» **EXCERPT TO READ**
^^^^^^^^^^^^^^^^

'Collateral damage'

"I can't confirm numbers," Julian said, adding the military regretted every time civilians became "collateral damage" when troops tried to take out anti-government fighters.

Witnesses accompanying the wounded to Kandahar's main hospital said the dead included at least 23 children and 10 women.

"Seven women, including the bride, and three children were admitted to hospital in Kandahar," an AFP news agency reporter said.

Local residents said the attack was carried out after Taliban fighters fired on a US convoy in the Shah Wali Kot area of the province on Monday.

David Chater, reporting for Al Jazeera from Afghanistan, said he had been told by a cameraman that a coalition patrol had gone through a village and was fired on by Taliban fighters.

"As a result of that Taliban fire they called in closed air support and there was a wedding party going on in that village - there were some 90 people in a house - and the missile landed there," he said.

Grief-stricken relative

Roozben Khan, the father of the bride, said he had lost six relatives.

"I lost two sons, two grandsons, a nephew, my mother and a cousin," Khan said.

His daughter was among seven of his relatives who were wounded. The groom survived but his father, mother and sister were killed, he said.

Mullah Mohammad Asim, the village cleric, said he had counted 36 bodies.

"They bombed six to seven houses. They pounded and fired into the village from afternoon until midnight," Asim said.

"At midnight, the Americans came and they took the men out of the houses and handcuffed them. But when they saw the death and the destruction, they removed the handcuffs and told us to take the wounded to hospital," he said.

The bombing is the latest in a string of incidents in which the US military has been accused of attacking innocent civilians.

The attacks have caused major friction between the US and the Afghan government.

^^^^^^^^^^^^^^^^

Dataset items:
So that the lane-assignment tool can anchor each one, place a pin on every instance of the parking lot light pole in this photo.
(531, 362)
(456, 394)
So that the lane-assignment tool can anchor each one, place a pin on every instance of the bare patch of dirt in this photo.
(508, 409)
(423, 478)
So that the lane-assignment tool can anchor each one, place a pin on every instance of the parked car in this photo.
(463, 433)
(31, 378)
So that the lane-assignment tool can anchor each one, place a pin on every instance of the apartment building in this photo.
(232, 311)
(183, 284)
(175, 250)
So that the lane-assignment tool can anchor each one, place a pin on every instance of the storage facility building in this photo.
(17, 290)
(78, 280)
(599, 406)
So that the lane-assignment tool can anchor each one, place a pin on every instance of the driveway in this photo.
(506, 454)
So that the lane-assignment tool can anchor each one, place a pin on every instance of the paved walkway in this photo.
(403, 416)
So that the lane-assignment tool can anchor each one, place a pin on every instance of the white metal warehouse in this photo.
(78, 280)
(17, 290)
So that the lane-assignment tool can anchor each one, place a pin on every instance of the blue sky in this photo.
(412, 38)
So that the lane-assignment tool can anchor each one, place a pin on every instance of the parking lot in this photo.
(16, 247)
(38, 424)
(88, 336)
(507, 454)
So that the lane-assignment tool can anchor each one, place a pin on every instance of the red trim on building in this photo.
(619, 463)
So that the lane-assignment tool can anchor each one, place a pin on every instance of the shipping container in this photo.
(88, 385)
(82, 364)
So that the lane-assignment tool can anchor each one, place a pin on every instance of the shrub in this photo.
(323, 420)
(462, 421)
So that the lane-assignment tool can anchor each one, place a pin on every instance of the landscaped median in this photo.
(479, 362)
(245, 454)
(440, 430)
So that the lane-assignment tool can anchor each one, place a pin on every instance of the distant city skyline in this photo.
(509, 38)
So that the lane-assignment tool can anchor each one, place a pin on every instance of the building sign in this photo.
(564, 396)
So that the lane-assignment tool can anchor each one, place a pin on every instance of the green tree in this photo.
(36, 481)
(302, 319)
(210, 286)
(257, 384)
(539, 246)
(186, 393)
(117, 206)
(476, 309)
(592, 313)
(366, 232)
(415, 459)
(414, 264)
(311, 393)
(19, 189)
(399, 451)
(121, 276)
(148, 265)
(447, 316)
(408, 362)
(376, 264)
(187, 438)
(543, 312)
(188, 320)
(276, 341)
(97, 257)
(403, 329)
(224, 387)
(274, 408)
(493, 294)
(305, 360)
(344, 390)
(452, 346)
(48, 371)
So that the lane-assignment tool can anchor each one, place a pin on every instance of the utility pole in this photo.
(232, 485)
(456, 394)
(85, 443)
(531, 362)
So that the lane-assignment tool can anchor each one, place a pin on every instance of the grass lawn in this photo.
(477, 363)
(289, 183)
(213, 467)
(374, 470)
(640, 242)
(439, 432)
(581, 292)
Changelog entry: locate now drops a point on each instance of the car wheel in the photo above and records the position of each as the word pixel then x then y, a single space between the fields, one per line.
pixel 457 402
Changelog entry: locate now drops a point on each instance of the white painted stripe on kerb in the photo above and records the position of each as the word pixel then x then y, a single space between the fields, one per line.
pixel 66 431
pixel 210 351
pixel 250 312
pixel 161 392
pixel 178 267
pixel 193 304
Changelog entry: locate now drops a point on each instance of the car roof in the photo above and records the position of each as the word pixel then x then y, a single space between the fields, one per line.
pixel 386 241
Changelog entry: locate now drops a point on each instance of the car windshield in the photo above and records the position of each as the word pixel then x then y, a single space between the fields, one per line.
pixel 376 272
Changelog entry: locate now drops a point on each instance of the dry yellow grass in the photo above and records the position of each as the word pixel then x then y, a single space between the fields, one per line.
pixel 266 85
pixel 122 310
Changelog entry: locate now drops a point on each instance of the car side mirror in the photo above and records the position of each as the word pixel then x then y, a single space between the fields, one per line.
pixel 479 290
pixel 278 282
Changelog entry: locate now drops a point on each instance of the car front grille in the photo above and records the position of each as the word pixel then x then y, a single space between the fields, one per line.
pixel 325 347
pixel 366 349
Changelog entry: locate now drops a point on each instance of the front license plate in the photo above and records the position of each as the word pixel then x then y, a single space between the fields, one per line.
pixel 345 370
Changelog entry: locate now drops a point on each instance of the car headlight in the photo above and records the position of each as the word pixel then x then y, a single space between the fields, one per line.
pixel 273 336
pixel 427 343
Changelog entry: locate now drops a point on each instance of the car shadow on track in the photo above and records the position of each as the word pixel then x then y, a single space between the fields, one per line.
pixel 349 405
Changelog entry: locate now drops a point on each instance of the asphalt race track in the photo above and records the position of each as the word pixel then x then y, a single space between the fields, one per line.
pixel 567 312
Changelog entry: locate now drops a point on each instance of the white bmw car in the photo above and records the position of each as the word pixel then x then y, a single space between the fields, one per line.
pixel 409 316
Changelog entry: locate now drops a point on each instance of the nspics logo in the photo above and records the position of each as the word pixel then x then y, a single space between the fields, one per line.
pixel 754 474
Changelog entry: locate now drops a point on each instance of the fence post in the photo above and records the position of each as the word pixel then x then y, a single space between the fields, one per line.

^^^^^^^^^^^^^^^^

Summarize the report on the wedding-party bombing in two sentences. Rely only on the report on the wedding-party bombing.

A missile struck a house where a wedding party was under way after a coalition patrol, fired on by Taliban fighters, called in air support; witnesses said the dead included at least 23 children and 10 women, and the village cleric counted 36 bodies. The bride's father said he lost six relatives, and the bombing is described as the latest in a string of incidents in which the US military has been accused of attacking innocent civilians, causing major friction with the Afghan government.